═════ Data to process ═════

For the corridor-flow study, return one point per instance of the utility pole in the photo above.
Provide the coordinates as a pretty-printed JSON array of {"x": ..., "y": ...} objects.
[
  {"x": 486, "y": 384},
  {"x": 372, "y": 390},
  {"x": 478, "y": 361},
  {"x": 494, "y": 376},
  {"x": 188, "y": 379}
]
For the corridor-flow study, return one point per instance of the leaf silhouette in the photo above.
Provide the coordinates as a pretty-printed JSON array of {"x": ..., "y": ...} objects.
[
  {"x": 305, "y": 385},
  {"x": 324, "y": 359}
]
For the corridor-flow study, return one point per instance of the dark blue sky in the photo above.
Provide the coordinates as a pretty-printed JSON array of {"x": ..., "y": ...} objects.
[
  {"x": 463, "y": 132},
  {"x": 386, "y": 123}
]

═════

- Problem description -
Look over the material above and show each line where "photo" appears.

- Task result -
For the corridor-flow study, return one point per instance of the utility pole in the photo above.
For the corridor-flow study, return one point per instance of the leaf silhouette in the photo above.
For the corridor-flow study, return one point per instance of the dark blue sky in the photo above.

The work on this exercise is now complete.